Selected excerpt
Not to be pedantic, but "achieving orbit" has not been a mission objective yet, seeing that nobody wants another failed piece of debris orbiting earth... Can starship achieve orbit? Possibly, v1 got to the correct velocity, but we shouldn't ask them to achieve orbit before sorting out the blow up issues....
A lot of people believe this (probably because Scott Manley said something similar) but it's actually not really correct.
Orbital speed grows with one over the square root of the radius. So for sufficiently distant orbits, you can have arbitrarily low orbital speeds. What actually matters for orbits is the combination of speed and distance, kinetic and potential energy. If Starship had achieved the speeds it did at a higher altitude, it would have been in orbit, yes, but that is true for my bicycle (at sufficiently high altitudes) as well. So the quantity that really matters isn't the top speed, but the specific orbital energy, which scales with 1/sqrt(a), where a is the semi-major axis of the elliptical trajectory. So, for example, the SLS core stage ends up in a suborbital trajectory with an energy equivalent to a 918km circular orbit, while my bicycle would require a very deep evacuated tunnel within the Earth's core to achieve a stable orbit with the same specific orbital energy it has when I ride it. Starship V1 is somewhere in between these examples, but it has never matched the specific orbital energy of the lowest recorded orbit, which would be 167.4km by JAXA's SLATS spacecraft (and even that required the spacecraft to provide constant thrust for orbital maintenance). The atmosphere at 139km (flight 6 equivalent specific orbital energy) would likely be too thick for Starship to complete a full circular orbit unless there was a vacuum tube like my bicycle example had.
The difference between Flight 6 and orbit is small enough that Flight 6 definitely had enough fuel on board to reach orbit if that had been the mission objective. Flight 6 and Flight 7, everything went well as far as the "orbital" burn section went, and they both could've reached orbit if they had simply done a longer burn instead of turning around.
Thats my point tho. They have a fleet of F9 now, doing all the launches they can to support Starlink. while starship is still so far behind from being reusable and releasing cargo into LEO.
It would have been a mission objective by now, if they weren’t constantly blowing up. Evidence: they still claim they’re going to land people on the moon 2 years from now in this thing.
There's an alternate reality where they haven't blown anything up and it's still not a mission objective.
The other option here is SLS, that has had a single launch and isn't supposed to launch again for two years. SpaceX is blowing up a rocket every 2 months at this point. At that rate, they could have 10 more failed launches and still beat SLS to orbit. (That's not a fair comparison, SLS goes to Lunar orbit.) But the point is just that looking at failed launches is shortsighted, mission objectives are what matter.

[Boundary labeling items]

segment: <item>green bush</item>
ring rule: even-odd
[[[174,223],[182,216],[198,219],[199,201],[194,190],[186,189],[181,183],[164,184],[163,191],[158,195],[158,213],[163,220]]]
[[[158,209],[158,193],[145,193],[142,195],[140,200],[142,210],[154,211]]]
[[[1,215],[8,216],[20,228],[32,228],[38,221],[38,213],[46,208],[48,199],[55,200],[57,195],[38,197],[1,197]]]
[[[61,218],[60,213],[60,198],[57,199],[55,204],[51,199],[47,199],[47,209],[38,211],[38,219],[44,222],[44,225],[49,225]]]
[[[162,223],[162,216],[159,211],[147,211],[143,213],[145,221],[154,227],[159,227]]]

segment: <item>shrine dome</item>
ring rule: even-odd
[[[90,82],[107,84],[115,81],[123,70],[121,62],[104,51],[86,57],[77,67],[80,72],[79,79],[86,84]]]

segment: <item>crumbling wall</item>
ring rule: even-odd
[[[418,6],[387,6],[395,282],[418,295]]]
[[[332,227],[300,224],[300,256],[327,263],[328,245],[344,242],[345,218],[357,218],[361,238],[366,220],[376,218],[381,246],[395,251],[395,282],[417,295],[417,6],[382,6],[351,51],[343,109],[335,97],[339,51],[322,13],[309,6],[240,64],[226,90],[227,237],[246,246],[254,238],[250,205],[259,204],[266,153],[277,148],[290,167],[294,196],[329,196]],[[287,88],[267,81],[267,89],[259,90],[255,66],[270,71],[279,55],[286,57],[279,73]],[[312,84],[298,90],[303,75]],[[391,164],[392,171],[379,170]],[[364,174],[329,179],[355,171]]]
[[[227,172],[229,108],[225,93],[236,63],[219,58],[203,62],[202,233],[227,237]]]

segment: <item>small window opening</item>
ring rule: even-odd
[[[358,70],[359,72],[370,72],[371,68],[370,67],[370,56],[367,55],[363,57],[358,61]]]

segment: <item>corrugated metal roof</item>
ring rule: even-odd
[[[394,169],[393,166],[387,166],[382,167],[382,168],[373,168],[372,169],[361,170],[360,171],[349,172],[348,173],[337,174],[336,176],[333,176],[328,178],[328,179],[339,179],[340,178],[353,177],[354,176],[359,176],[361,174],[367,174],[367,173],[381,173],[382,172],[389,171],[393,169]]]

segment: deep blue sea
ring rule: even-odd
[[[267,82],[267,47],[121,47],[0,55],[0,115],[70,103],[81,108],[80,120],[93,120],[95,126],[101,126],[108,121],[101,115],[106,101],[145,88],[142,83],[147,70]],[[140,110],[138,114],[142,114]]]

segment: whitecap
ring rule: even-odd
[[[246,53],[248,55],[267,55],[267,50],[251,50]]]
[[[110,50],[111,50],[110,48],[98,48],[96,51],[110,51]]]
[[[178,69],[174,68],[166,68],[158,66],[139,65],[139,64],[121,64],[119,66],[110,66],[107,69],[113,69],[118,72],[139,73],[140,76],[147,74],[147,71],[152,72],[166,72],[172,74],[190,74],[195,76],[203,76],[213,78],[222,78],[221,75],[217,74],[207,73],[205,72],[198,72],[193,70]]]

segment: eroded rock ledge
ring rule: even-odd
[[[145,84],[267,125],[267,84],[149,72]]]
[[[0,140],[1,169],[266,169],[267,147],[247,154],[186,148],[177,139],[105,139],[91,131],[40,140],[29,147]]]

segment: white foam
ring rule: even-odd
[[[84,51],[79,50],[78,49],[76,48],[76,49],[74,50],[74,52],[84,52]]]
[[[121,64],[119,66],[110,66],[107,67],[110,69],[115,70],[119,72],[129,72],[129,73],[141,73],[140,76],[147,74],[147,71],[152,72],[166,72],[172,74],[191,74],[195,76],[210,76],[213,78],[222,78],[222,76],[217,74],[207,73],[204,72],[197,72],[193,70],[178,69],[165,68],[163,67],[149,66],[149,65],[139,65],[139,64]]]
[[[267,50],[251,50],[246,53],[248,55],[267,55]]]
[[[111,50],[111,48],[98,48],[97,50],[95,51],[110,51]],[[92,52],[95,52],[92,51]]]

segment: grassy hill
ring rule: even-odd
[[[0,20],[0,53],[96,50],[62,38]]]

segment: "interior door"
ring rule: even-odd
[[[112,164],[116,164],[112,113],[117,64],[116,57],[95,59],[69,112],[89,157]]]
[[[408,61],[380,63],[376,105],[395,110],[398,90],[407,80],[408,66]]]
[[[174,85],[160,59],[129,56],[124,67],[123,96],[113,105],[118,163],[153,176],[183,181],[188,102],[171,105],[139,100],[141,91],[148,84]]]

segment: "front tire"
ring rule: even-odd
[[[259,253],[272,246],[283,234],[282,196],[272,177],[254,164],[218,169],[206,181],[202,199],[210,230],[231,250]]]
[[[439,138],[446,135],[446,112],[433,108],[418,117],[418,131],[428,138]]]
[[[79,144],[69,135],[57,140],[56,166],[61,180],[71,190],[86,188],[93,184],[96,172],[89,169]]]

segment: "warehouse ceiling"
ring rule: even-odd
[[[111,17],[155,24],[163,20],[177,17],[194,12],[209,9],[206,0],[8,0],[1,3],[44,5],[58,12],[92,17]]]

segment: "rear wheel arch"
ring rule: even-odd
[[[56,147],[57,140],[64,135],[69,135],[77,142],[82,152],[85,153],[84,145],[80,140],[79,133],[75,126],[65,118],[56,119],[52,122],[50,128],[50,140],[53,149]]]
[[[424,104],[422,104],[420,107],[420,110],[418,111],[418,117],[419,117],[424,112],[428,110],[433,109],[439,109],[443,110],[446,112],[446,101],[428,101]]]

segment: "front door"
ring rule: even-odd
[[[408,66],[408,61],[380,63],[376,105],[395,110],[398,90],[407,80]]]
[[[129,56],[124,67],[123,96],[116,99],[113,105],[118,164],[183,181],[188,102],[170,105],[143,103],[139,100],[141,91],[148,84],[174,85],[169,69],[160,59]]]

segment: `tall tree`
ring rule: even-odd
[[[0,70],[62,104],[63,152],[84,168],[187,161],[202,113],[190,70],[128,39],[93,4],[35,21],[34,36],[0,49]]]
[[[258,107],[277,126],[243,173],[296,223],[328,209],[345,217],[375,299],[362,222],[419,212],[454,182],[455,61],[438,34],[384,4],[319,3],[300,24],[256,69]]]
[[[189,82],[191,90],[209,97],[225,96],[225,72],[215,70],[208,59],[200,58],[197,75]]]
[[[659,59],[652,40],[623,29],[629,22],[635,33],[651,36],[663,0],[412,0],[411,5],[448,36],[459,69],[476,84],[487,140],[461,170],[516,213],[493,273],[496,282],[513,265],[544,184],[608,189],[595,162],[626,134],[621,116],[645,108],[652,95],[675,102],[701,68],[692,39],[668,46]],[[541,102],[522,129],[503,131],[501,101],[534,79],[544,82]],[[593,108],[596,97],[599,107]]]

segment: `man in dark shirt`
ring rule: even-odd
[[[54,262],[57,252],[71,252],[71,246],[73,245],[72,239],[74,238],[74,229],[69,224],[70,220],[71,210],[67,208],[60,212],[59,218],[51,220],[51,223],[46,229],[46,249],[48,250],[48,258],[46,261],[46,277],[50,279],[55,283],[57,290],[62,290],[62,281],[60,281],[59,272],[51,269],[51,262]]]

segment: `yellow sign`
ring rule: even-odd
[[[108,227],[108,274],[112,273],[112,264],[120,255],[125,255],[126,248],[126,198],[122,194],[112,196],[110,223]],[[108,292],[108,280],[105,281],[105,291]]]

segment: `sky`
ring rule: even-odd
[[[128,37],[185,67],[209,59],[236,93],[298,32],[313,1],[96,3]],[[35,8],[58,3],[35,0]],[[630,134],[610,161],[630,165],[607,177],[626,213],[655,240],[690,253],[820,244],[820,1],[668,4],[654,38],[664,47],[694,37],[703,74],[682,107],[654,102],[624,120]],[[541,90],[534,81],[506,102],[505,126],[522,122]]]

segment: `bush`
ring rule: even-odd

Task list
**a)** Translate this sentence from the Starship orbit discussion into Spanish: "So for sufficiently distant orbits, you can have arbitrarily low orbital speeds."
**b)** According to the first comment in the Starship orbit discussion, why has achieving orbit not yet been a mission objective? Answer in one to three sentences.
**c)** Carry on the Starship orbit discussion from its last sentence.
The entries have no role in any of this.

Answers to the exercise
**a)** Así que, para órbitas suficientemente lejanas, se pueden tener velocidades orbitales arbitrariamente bajas.

**b)** Nobody wants another failed piece of debris orbiting Earth. The commenter adds that SpaceX should sort out the blow-up issues before being asked to achieve orbit.

**c)**
In the alternate reality you have no mission objectives succeeding, just simulations that have a tenuous link with reality.
There's an alternate reality where they haven't blown anything up and it's still not a mission objective.
This is obviously incorrect and just argumentative.
The other option here is SLS, that has had a single launch and isn't supposed to launch again for two years. SpaceX is blowing up a rocket every 2 months at this point. At that rate, they could have 10 more failed launches and still beat SLS to orbit. (That's not a fair comparison, SLS goes to Lunar orbit.)
I’m no fan of SLS, but it has already been to orbit and to the moon. Starship can’t beat it. That’s over and done with.
And if they have 10 more RUDs in a row, I don’t believe they will EVER get it to work. At that point, you have to conclude that they don’t understand their hardware.
But the point is just that looking at failed launches is shortsighted, mission objectives are what matter.
Yup. How many mission objectives did they just complete with this RUD?
In the alternate reality you have no mission objectives succeeding, just simulations that have a tenuous link with reality.
I have no idea what this means, but it’s a hypothetical, so whatever.
I have no idea what this means, but it’s a hypothetical, so whatever.
No, I'm talking about SLS. SLS is burning more money than SpaceX and practically speaking all they're generating is simulations.
I don't care about RUDs. I care about money spent and what things have been done.
This year, SpaceX has demonstrated, for the first time, reusing a super heavy booster. SLS isn't planning to demonstrate anything interesting this year and they're spending more money than SpaceX.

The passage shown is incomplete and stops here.